- **EXTRAIT DU DOCUMENT**:
####

J.-J. Bourdin.- B. Thibault est avec nous ce matin. À quelques jours de cette grande journée de grèves et de manifestations - le 29 c'est jeudi prochain - il était bon de l'entendre et de l'écouter. Première question : le 29, y aura-t-il du monde dans la rue et que prévoyez-vous ?
 
Il y a aura, je pense, énormément de monde...
 
Énormément de monde ?
 
... Énormément de monde, compte tenu des indications qui nous reviennent, des départements, des entreprises. C'est une journée qui déjà se prépare avec un nombre d'appels à des arrêts de travail dans les entreprises, privées comme publiques, sans égal depuis très longtemps...
 
Depuis très longtemps, c'est-à-dire ? Sans égal depuis très longtemps !?
 
Oui, sans égal depuis très longtemps, et par le nombre de décisions d'arrêts de travail, la diversité des secteurs professionnels qui ont décidé d'être parties prenantes de cette journée. Donc, je pense que l'appel des organisations syndicales correspondait à un réel besoin, ça explique aussi pourquoi il y a l'unanimité des organisations syndicales ; tous les syndicats de salariés appellent à cette grande journée de manifestations et de grèves, le 29 janvier. Donc, je pense que l'urgence de la situation est comprise, le sens du message que portent les organisations syndicales en direction du Gouvernement, en direction des employeurs, dans cette phase de crise aiguë, correspond bien à l'analyse de beaucoup de salariés qui décident de participer à cette journée.
 
Qu'allez-vous dire ? Quel est le message principal que vous allez lancer jeudi prochain ?
 
Il est contenu dans une déclaration commune qui fait à la fois appel à une analyse de la situation, qui est très critique sur les mesures prises par le Gouvernement. Nous ne considérons pas que le Plan de relance - ce qui s'appelle être "le Plan de relance gouvernemental" est suffisant. Il faut entendre, prendre, la mesure de la dégradation des conditions sociales, de la souffrance sociale qui existe aujourd'hui dans le pays, et accepter d'aborder enfin un certain nombre de sujets considérés comme tabous jusqu'à présent, en particulier les questions de salaires, de pouvoir d'achat, de préservation de l'emploi.
 
Alors, vous demandez quoi ? L'ouverture de négociations salariales ? Elles sont parfois ouvertes les négociations salariales dans certaines entreprises ?
 
Oui, mais enfin, s'il s'agit simplement, comme je le vois, dans certaines entreprises de fixer des rendez-vous, par exemple au mois de mai sur les salaires, pour déjà s'entendre dire : "il n'est pas possible d'augmenter les salaires dans le contexte actuel", sous-entendu, nous sommes en période de crise, ce n'est pas le moment d'accroître les masses salariales...
 
Vous voulez dire par là que la crise a bon dos ?

####

Reprenez l'entretien sur la journée de grèves et de manifestations du 29 janvier juste après sa dernière phrase, et poursuivez-le.

- **MATÉRIAU SOURCE**:
####

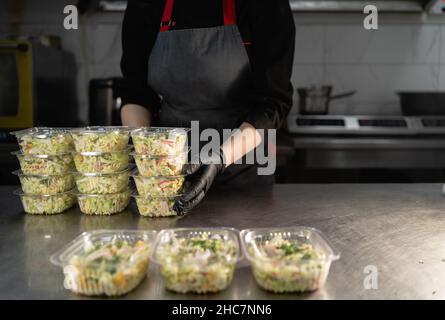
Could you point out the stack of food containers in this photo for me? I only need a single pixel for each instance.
(102, 163)
(160, 156)
(46, 170)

####

- **RÉSULTAT CI-DESSOUS**:
Non, je pense que, en n'acceptant pas de reposer la question du pouvoir d'achat des ménages, on participe à s'enferrer dans une crise qui, justement, trouve son origine dans la dévalorisation du travail.
 
Plan de relance du Gouvernement, Plan de relance du Parti socialiste, vous le trouvez aussi insuffisant ?
 
Déjà l'originalité par rapport au Plan du Gouvernement, du côté du Parti socialiste, je le note, c'est que ce Plan se propose de poser la question d'une relance par une amélioration de la consommation des ménages. Dernière statistique du mois de décembre : chute de la consommation ; ça s'explique. On ne peut pas avoir des plans de licenciements, de mises au chômage technique que nous avons eus en novembre et décembre, et qui se poursuivent en janvier ! On voit bien que, si on reste dans le schéma gouvernemental actuel, la spirale de cette crise...
 
Il y a une urgence sociale ?
 
Bien sûr qu'il y a une urgence... il y a une forte dégradation sociale ! La ministre de l'Economie nous laisse entendre qu'il faut se préparer à un horizon de chômage de l'ordre de 10 % ! Les statistiques européennes nous font apparaître qu'on va vers une croissance de moins 1,8. Donc c'est une décroissance, ce n'est plus une croissance économique.
 
On a un Gouvernement qui fait tous les efforts...
 
Je ne crois pas !
 
Non ?
 
Non, je ne crois pas. Quels efforts ?
 
On a un ministre de la Relance, qui s'occupe de la Relance...
 
Pardonnez-moi, mais en fin ça, c'est un poste...
 
Est-ce qu'il sert à quelque chose ce ministre ?
 
...C'est un poste ministériel, créé pour des motivations politiciennes mais, dès lors que, dans un Gouvernement il y a un ministre de l'Economie, il y a un ministre de l'Emploi, il y a un Secrétaire d'Etat à l'Industrie...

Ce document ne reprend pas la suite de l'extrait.